OOS 51-7 - 16S rRNA microarray analysis of shifts in microbial community composition in response to altered soil moisture and its implications for changes in nutrient cycling

Friday, August 10, 2007: 10:10 AM
B3&4, San Jose McEnery Convention Center
Eoin L. Brodie1, Stephanie M. Bernard2, Samuel B. St Clair3, Sarah A. Placella4, Donald J. Herman5, Rohit Salve2, Margaret S. Torn6, David Ackerly7, Mary K. Firestone8 and Gary L. Andersen9, (1)Earth and Environmental Sciences, Lawrence Berkeley National Laboratory, Berkeley, CA, (2)Lawrence Berkeley National Laboratory, (3)Plant and Wildlife Sciences, Brigham Young University, Provo, UT, (4)Department of ESPM, University of California, Berkeley, CA, (5)Environmental Science, Policy & Management, University of California, Berkeley, Berkeley, CA, (6)Earth and Environmental Sciences Division, Lawrence Berkeley National Laboratory, Berkeley, CA, (7)Integrative Biology, University of California, Berkeley, CA, (8)Environmental Science, Policy, and Management, University of California, Berkeley, Berkeley, CA, (9)Ecology Department, Lawrence Berkeley National Laboratory, Berkeley, CA
The impact of changing climate on ecosystem processes is currently a ‘black box’ scenario with soil microbial communities representing a core module. To investigate the components of this complex and dynamic microbial module, accurate, sensitive and high-throughput technologies are required. We have developed and applied a 500,000 probe high-density phylogenetic DNA microarray to determine the microbial population response to simulated climate change (precipitation gradients). Using these metagenome and metatranscriptome scale measurements, our goal is to connect this microbial module with key ecosystem-process modules and focused plant-response modules.

» RAW DATA
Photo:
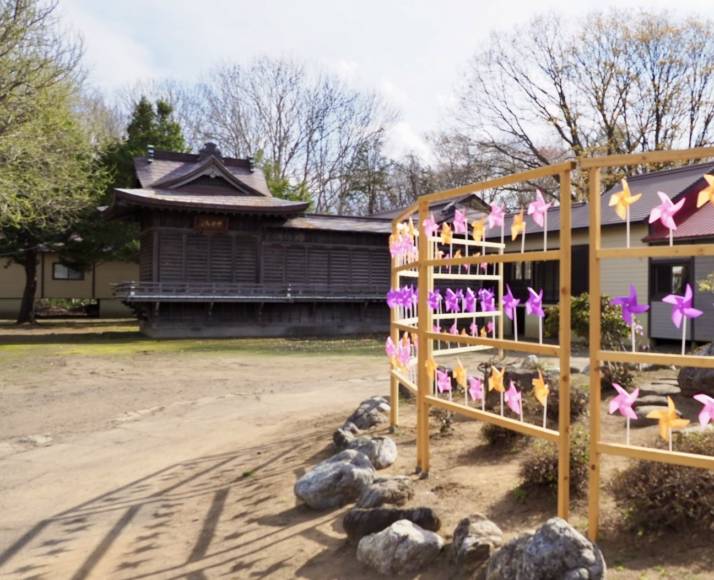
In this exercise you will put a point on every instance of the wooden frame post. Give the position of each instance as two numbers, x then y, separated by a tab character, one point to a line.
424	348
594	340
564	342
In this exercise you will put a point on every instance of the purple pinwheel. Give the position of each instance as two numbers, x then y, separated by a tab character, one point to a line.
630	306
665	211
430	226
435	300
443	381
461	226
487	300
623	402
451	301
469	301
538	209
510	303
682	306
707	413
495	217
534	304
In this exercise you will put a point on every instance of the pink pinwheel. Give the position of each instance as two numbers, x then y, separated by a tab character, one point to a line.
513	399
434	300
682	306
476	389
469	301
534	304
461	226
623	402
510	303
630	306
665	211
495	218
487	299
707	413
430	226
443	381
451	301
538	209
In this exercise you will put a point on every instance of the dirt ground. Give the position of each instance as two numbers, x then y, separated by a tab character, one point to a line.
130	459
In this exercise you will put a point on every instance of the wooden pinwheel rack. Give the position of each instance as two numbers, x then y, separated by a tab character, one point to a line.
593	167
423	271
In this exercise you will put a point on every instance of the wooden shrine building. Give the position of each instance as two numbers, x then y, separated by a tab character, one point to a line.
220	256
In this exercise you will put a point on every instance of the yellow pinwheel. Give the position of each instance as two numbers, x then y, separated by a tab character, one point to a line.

---

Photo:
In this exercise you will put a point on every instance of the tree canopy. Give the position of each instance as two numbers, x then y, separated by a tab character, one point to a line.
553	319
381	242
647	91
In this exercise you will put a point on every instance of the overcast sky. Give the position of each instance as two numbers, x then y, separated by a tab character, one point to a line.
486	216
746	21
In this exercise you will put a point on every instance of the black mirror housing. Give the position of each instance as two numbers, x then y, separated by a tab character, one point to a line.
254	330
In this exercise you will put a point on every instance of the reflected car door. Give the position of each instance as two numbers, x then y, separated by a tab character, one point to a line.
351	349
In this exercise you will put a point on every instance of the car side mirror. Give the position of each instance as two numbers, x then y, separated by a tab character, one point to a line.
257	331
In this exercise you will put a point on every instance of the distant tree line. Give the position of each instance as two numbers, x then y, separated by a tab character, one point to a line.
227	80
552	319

» WORK INSTRUCTIONS
A. Rewrite the paragraph of the soil microarray abstract that begins "The impact of changing climate" as a short bulleted list, keeping its main facts.
B. Pick up the soil microarray abstract after its last sentence and continue it.

» WRITTEN RESPONSES
A.
- The effect of climate change on ecosystem processes is a "black box," and soil microbial communities are a core module within it.
- Studying this microbial module requires accurate, sensitive, high-throughput technologies.
- The authors developed and applied a 500,000-probe high-density phylogenetic DNA microarray to measure how microbial populations respond to simulated climate change (precipitation gradients).
- Using these metagenome- and metatranscriptome-scale measurements, they aim to connect the microbial module with key ecosystem-process modules and focused plant-response modules.

B.
Preliminary data demonstrates that 1-22% of the prokaryotic population detected was significantly impacted by altered precipitation depending on soil type. The most significantly impacted microbial phylum was the Actinobacteria, with more than 20 different families showing decreased abundance in response to elevated precipitation. These include cellulolytic species such as Cellulomonas. Similarly, Clostridia and Bacilli were also negatively impacted by elevated precipitation and included xylanolytic species, while many free-living nitrogen-fixing bacteria within the Rhizobiales and Bradyrhizobiales also declined. Surprisingly, very few organisms responded positively to increased precipitation in these soils with the exception of the understudied Verrucomicrobia. These results demonstrate the power of high-density microarrays in determining climate change impacts on the entire soil microbial population and also highlight the potential impacts of increased precipitation on both carbon and nitrogen transformations in annual grasslands.